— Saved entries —
····················

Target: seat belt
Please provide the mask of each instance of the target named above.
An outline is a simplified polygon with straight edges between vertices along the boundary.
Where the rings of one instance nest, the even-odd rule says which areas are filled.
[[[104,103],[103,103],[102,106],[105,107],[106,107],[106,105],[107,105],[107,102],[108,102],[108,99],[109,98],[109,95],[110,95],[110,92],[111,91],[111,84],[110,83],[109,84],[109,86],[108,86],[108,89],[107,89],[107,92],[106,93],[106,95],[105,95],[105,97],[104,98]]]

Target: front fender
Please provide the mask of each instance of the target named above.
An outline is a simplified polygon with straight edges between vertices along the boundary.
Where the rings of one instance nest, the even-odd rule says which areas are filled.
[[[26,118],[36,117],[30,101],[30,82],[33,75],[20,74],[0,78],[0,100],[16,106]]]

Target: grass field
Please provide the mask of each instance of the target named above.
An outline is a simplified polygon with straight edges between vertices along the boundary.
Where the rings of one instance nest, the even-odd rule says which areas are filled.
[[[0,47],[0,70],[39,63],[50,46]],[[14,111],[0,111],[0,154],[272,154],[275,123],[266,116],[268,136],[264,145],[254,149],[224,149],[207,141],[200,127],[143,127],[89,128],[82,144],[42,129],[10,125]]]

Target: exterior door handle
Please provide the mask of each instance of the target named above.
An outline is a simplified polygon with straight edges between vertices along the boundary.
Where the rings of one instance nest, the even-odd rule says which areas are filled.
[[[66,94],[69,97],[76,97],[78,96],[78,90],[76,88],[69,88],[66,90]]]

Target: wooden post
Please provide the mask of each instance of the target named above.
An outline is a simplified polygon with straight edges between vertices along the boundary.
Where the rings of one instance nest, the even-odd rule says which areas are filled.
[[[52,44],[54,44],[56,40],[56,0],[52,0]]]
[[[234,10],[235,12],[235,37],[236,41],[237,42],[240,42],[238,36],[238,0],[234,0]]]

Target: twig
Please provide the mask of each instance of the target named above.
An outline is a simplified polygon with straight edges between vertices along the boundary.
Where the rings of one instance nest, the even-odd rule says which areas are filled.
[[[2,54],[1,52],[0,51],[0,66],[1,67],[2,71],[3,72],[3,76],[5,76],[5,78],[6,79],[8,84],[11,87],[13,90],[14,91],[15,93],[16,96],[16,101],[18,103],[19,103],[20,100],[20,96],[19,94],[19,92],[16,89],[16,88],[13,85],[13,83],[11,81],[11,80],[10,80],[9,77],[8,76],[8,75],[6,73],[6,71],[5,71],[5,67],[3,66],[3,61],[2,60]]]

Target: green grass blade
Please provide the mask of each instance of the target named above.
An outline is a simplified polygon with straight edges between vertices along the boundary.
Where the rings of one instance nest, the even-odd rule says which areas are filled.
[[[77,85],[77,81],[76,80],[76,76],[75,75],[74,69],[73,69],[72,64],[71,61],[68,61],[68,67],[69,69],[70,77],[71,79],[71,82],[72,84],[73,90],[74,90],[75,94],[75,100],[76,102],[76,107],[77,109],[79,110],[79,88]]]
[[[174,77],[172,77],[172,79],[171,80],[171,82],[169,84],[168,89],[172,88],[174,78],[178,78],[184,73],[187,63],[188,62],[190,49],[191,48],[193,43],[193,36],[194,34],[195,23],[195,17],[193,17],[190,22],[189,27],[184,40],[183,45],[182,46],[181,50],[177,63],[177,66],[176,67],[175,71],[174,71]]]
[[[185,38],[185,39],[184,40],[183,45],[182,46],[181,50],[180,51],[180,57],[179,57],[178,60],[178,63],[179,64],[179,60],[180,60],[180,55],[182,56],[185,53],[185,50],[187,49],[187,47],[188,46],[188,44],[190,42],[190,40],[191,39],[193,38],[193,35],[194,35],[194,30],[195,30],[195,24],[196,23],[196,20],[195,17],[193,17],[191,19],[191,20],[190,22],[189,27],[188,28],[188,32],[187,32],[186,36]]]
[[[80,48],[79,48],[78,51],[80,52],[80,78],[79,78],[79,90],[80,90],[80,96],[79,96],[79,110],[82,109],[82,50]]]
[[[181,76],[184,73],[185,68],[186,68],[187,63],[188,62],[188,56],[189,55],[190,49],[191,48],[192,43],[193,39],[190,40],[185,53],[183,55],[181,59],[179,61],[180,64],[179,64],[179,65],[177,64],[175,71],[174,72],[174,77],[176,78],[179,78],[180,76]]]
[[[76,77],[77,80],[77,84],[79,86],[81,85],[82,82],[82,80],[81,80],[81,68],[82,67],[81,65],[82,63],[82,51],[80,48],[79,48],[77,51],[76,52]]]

····················

— REQUIREMENT —
Word for word, write out all of the data above.

— TASK ANSWER —
Target: seat belt
Please provide the mask of each instance of the target named above.
An outline is a simplified polygon with straight edges between vertices along the boundary.
Where the rings of one instance nest, the even-odd rule says which areas are filled.
[[[104,103],[103,103],[102,106],[105,107],[106,107],[106,105],[107,105],[107,102],[108,102],[108,99],[109,98],[109,95],[110,95],[110,92],[111,91],[111,84],[110,83],[109,84],[109,86],[108,86],[108,89],[107,89],[107,92],[106,93],[106,95],[105,95],[105,97],[104,98]]]

Target: front fender
Please provide the mask of each instance of the target named above.
An outline is a simplified polygon with straight edges between vertices along the boundary.
Where the rings of one instance nest, the even-odd rule says which areas are filled.
[[[26,118],[36,117],[30,101],[30,82],[33,75],[20,74],[0,78],[0,100],[16,106]]]

Target: grass field
Please provide the mask of each instance of the target named above.
An outline is a simplified polygon with straight edges between vertices along the boundary.
Where the rings of one instance nest, the even-odd rule says which areas are filled.
[[[0,47],[0,70],[39,63],[50,46]],[[14,111],[0,111],[0,154],[272,154],[275,123],[266,116],[268,136],[264,145],[254,149],[224,149],[207,141],[200,127],[143,127],[89,128],[82,144],[42,129],[10,125]]]

Target: exterior door handle
Please provide the mask of each instance of the target named above.
An outline is a simplified polygon with straight edges between vertices along the boundary.
Where the rings of one instance nest, the even-odd rule says which areas are filled.
[[[66,94],[69,97],[76,97],[78,96],[78,90],[76,88],[69,88],[66,90]]]

Target: wooden post
Please provide the mask of each instance of the target named above.
An outline is a simplified polygon with straight edges between vertices along the boundary.
Where the rings of one instance nest, the even-odd rule says which areas are filled.
[[[52,44],[54,44],[56,40],[56,0],[52,0]]]
[[[234,10],[235,12],[235,37],[236,41],[237,42],[240,42],[238,36],[238,0],[234,0]]]

Target: twig
Please provide the mask of each instance of the target named above.
An outline is a simplified polygon with straight edges between vertices along the boundary.
Where the rings of one instance nest, the even-odd rule says which areas are filled.
[[[2,54],[1,52],[0,51],[0,66],[1,67],[2,71],[3,72],[3,76],[5,76],[5,78],[6,79],[8,84],[11,87],[13,90],[14,91],[15,93],[16,96],[16,101],[18,103],[19,103],[20,100],[20,96],[19,94],[19,92],[16,89],[16,88],[13,85],[13,83],[11,81],[11,80],[10,80],[9,77],[8,76],[8,75],[6,73],[6,71],[5,71],[5,67],[3,66],[3,61],[2,60]]]

Target: green grass blade
Please provide the mask of each instance of the target named above.
An outline is a simplified polygon with straight edges between vertices along the boundary.
Where the rings of one instance nest, the even-odd rule says which areas are filled.
[[[77,85],[77,81],[76,80],[76,76],[75,75],[74,69],[73,69],[72,64],[71,61],[68,61],[68,67],[69,69],[70,77],[71,79],[71,82],[72,84],[73,90],[74,90],[75,94],[75,100],[76,102],[76,107],[77,109],[79,110],[79,88]]]
[[[174,77],[172,77],[172,79],[171,80],[171,82],[169,84],[168,89],[172,88],[174,78],[178,78],[184,73],[187,63],[188,62],[190,49],[191,48],[193,43],[193,36],[194,34],[195,23],[195,17],[193,17],[190,22],[189,27],[184,40],[183,45],[182,46],[181,50],[177,63],[177,66],[176,67],[175,71],[174,71]]]
[[[185,38],[185,39],[184,40],[183,45],[182,46],[181,50],[180,51],[180,57],[179,57],[178,60],[178,63],[179,64],[179,60],[180,60],[180,55],[182,56],[185,53],[185,50],[187,49],[187,47],[188,46],[188,44],[190,42],[190,40],[191,39],[193,38],[193,35],[194,35],[194,30],[195,30],[195,24],[196,23],[196,20],[195,17],[193,17],[191,19],[191,20],[190,22],[189,27],[188,28],[188,32],[187,32],[186,36]]]
[[[80,48],[79,48],[78,51],[80,52],[80,78],[79,78],[79,90],[80,90],[80,96],[79,96],[79,110],[82,109],[82,50]]]
[[[181,76],[184,73],[185,68],[186,68],[187,63],[188,62],[188,56],[189,55],[190,49],[191,48],[192,43],[193,39],[190,40],[185,53],[183,55],[181,59],[179,61],[180,64],[179,64],[179,65],[177,64],[175,71],[174,72],[174,77],[176,78],[179,78],[180,76]]]
[[[76,77],[77,80],[77,84],[79,86],[81,85],[82,82],[82,80],[81,80],[81,68],[82,67],[81,65],[82,63],[82,51],[80,48],[79,48],[77,51],[76,52]]]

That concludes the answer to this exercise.